▸ **Assignment**
Beginning with the line where "find the liquid" appears, repeat every remaining line of the entries exactly, the last line included.

Items from a dataset
+ + + + +
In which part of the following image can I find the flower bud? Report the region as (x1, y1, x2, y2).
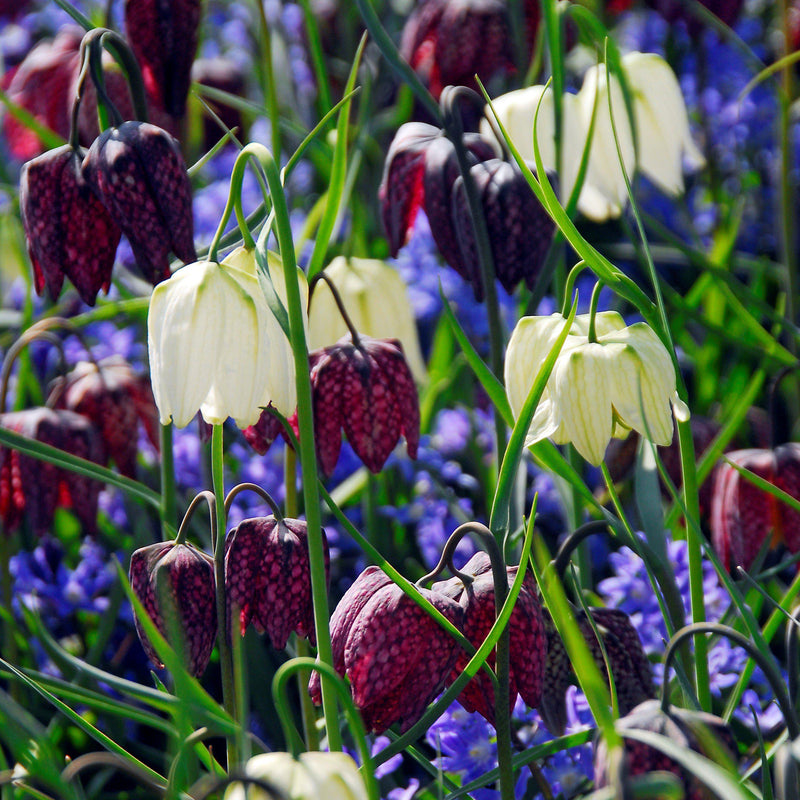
(225, 751, 368, 800)
(20, 145, 122, 305)
(309, 335, 420, 477)
(82, 120, 196, 284)
(309, 566, 464, 734)
(308, 256, 426, 382)
(225, 516, 329, 648)
(129, 540, 216, 676)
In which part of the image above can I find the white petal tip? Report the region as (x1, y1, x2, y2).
(672, 395, 691, 424)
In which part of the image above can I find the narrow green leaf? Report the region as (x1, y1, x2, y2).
(489, 296, 577, 535)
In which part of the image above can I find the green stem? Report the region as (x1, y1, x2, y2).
(248, 144, 341, 752)
(677, 417, 710, 710)
(285, 447, 320, 752)
(0, 531, 19, 703)
(587, 281, 602, 344)
(160, 423, 177, 538)
(441, 86, 507, 472)
(210, 424, 240, 768)
(254, 0, 281, 164)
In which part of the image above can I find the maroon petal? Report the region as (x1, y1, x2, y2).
(310, 348, 346, 477)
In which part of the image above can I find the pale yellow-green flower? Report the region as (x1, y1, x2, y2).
(505, 311, 687, 465)
(147, 248, 306, 429)
(224, 751, 368, 800)
(308, 256, 426, 381)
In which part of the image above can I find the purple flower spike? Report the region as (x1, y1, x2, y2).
(0, 407, 106, 535)
(20, 145, 122, 306)
(82, 121, 196, 284)
(309, 566, 464, 734)
(309, 335, 420, 477)
(129, 540, 216, 677)
(125, 0, 202, 118)
(452, 159, 554, 300)
(433, 552, 546, 725)
(224, 516, 329, 649)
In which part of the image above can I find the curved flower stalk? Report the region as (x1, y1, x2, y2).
(481, 52, 704, 222)
(307, 256, 426, 382)
(505, 309, 689, 465)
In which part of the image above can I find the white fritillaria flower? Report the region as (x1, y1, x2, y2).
(148, 248, 306, 429)
(308, 256, 426, 382)
(224, 751, 369, 800)
(482, 52, 703, 222)
(505, 311, 688, 465)
(621, 51, 705, 195)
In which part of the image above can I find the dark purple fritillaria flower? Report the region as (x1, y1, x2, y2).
(309, 566, 464, 734)
(19, 144, 122, 305)
(224, 515, 329, 648)
(129, 540, 216, 677)
(82, 120, 196, 284)
(309, 335, 420, 478)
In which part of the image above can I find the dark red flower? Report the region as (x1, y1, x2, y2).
(451, 158, 554, 300)
(2, 27, 82, 160)
(309, 566, 464, 734)
(125, 0, 202, 118)
(594, 699, 737, 800)
(309, 335, 419, 477)
(20, 144, 122, 305)
(433, 552, 546, 725)
(539, 607, 654, 736)
(242, 405, 298, 456)
(710, 444, 800, 571)
(378, 121, 496, 265)
(48, 356, 160, 478)
(0, 407, 106, 535)
(399, 0, 514, 100)
(129, 540, 217, 676)
(82, 120, 196, 284)
(225, 516, 329, 648)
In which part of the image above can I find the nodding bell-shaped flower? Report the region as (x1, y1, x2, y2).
(433, 552, 546, 725)
(399, 0, 514, 101)
(308, 566, 464, 734)
(309, 335, 420, 477)
(710, 444, 800, 572)
(48, 356, 159, 478)
(482, 52, 702, 222)
(20, 145, 122, 306)
(129, 540, 217, 676)
(378, 122, 498, 270)
(594, 699, 737, 799)
(82, 120, 196, 284)
(225, 516, 329, 648)
(125, 0, 201, 118)
(2, 27, 82, 160)
(225, 751, 368, 800)
(148, 248, 302, 429)
(505, 311, 689, 466)
(451, 158, 554, 300)
(0, 407, 106, 535)
(620, 52, 705, 196)
(539, 607, 654, 736)
(308, 256, 426, 382)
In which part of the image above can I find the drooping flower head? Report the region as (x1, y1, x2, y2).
(505, 311, 688, 465)
(148, 247, 303, 429)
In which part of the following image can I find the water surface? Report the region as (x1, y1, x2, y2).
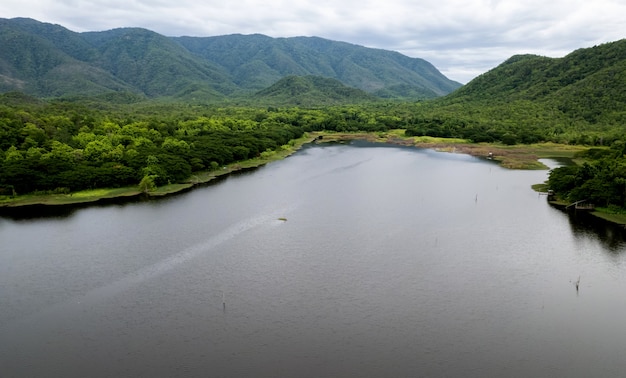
(2, 141, 626, 377)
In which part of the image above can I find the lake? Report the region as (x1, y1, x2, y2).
(2, 141, 626, 377)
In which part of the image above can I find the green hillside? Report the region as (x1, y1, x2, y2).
(0, 18, 461, 102)
(404, 39, 626, 145)
(0, 18, 133, 97)
(80, 28, 234, 99)
(175, 35, 460, 97)
(253, 75, 378, 106)
(447, 39, 626, 112)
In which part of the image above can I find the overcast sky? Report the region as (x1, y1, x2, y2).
(2, 0, 625, 83)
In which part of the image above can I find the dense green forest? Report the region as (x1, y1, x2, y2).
(0, 96, 297, 194)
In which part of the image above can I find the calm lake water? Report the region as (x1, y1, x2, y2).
(2, 141, 626, 377)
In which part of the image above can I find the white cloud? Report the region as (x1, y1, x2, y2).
(1, 0, 625, 83)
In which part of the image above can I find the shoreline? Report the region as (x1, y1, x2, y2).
(0, 130, 592, 217)
(0, 133, 318, 215)
(547, 198, 626, 226)
(315, 130, 586, 169)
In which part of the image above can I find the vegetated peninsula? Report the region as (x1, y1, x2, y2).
(1, 17, 626, 220)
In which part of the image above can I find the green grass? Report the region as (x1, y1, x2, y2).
(531, 183, 549, 192)
(593, 207, 626, 225)
(0, 187, 141, 207)
(150, 183, 194, 196)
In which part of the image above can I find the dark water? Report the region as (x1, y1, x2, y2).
(2, 141, 626, 377)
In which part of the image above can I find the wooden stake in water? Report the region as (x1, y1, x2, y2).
(222, 291, 226, 311)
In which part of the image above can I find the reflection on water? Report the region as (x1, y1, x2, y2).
(564, 208, 626, 252)
(1, 142, 626, 378)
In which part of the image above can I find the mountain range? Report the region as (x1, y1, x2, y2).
(0, 18, 462, 102)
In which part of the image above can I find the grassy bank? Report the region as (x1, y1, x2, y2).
(590, 208, 626, 225)
(546, 196, 626, 226)
(0, 187, 142, 207)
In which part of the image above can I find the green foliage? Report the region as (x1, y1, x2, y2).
(138, 174, 157, 193)
(547, 144, 626, 208)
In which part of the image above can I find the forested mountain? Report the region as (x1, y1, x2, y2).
(403, 39, 626, 145)
(442, 39, 626, 122)
(0, 18, 461, 101)
(174, 34, 460, 98)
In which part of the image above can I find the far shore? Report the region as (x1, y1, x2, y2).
(3, 130, 619, 223)
(316, 130, 588, 169)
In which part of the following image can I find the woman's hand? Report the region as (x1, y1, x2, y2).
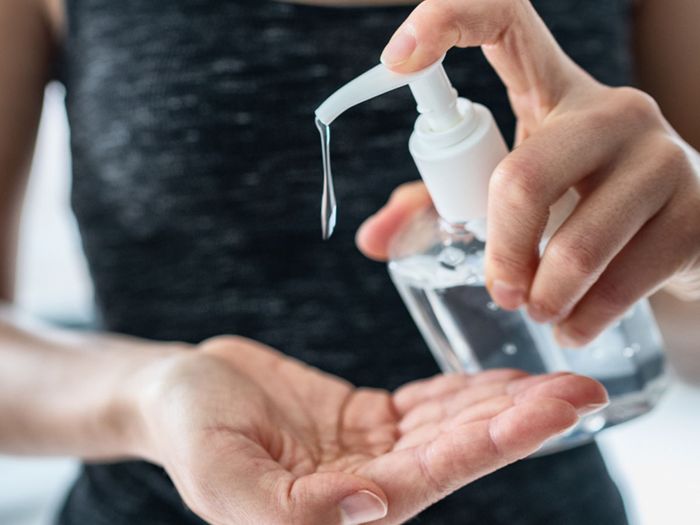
(129, 336, 606, 525)
(358, 0, 700, 347)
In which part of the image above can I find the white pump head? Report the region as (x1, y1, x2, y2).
(315, 58, 509, 224)
(316, 59, 462, 132)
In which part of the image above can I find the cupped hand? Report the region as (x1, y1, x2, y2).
(358, 0, 700, 347)
(130, 336, 607, 525)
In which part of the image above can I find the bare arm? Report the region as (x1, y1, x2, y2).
(0, 0, 52, 299)
(0, 310, 178, 457)
(0, 0, 179, 459)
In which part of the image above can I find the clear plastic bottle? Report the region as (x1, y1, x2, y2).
(388, 207, 668, 452)
(315, 57, 668, 452)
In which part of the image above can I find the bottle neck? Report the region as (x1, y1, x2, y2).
(439, 216, 488, 242)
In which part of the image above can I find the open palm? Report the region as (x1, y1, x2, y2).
(139, 337, 606, 525)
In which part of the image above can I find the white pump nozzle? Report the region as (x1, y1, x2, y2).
(315, 59, 462, 133)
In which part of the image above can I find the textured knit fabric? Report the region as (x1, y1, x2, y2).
(58, 0, 633, 523)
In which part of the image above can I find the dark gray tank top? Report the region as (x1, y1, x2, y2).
(57, 1, 632, 523)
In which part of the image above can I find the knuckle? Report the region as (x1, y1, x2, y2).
(201, 334, 244, 349)
(590, 279, 632, 318)
(613, 87, 662, 126)
(580, 105, 614, 131)
(490, 157, 546, 209)
(491, 0, 528, 40)
(547, 236, 604, 278)
(489, 0, 521, 28)
(633, 136, 693, 198)
(415, 0, 460, 38)
(488, 248, 533, 277)
(415, 444, 450, 494)
(655, 137, 691, 174)
(528, 293, 567, 320)
(677, 200, 700, 248)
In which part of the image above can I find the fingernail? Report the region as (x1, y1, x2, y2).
(528, 303, 571, 324)
(578, 400, 610, 416)
(490, 280, 526, 310)
(340, 490, 388, 525)
(380, 24, 417, 66)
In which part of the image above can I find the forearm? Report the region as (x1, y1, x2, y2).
(0, 306, 187, 459)
(0, 0, 54, 300)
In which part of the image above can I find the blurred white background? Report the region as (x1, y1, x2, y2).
(0, 84, 699, 525)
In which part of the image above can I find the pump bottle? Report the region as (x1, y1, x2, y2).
(315, 58, 667, 452)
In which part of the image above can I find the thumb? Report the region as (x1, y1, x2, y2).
(180, 434, 388, 525)
(380, 0, 581, 114)
(356, 181, 432, 261)
(288, 472, 388, 525)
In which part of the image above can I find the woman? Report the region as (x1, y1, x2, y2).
(0, 0, 698, 524)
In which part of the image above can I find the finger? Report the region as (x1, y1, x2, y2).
(356, 181, 431, 261)
(381, 0, 579, 109)
(422, 399, 577, 504)
(398, 370, 565, 432)
(399, 372, 600, 433)
(394, 395, 514, 451)
(448, 374, 605, 426)
(341, 389, 400, 454)
(398, 380, 515, 433)
(527, 140, 677, 324)
(393, 369, 526, 415)
(511, 374, 608, 411)
(393, 374, 472, 416)
(182, 433, 388, 525)
(360, 398, 578, 523)
(485, 112, 620, 309)
(290, 473, 388, 525)
(504, 371, 571, 395)
(555, 191, 700, 346)
(396, 372, 606, 451)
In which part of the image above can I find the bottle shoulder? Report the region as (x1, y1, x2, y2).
(388, 208, 486, 288)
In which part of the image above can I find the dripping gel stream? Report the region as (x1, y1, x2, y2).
(316, 117, 337, 240)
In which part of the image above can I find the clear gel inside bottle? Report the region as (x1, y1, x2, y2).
(388, 207, 669, 453)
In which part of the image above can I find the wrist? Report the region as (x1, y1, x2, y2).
(107, 340, 191, 462)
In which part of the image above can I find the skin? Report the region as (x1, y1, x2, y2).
(357, 0, 700, 348)
(0, 311, 605, 525)
(0, 0, 695, 524)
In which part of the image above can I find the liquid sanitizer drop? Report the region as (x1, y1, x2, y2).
(315, 57, 668, 453)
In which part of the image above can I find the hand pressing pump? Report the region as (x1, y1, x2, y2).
(315, 56, 667, 453)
+ + + + +
▸ **Result for this task**
In which part of the image above can I find the liquid sanitizer drop? Report the region as (x1, y1, x2, y2).
(315, 57, 668, 453)
In which part of the image above can I find the hand pressing pump? Report the region as (x1, y1, x2, y2).
(315, 56, 667, 453)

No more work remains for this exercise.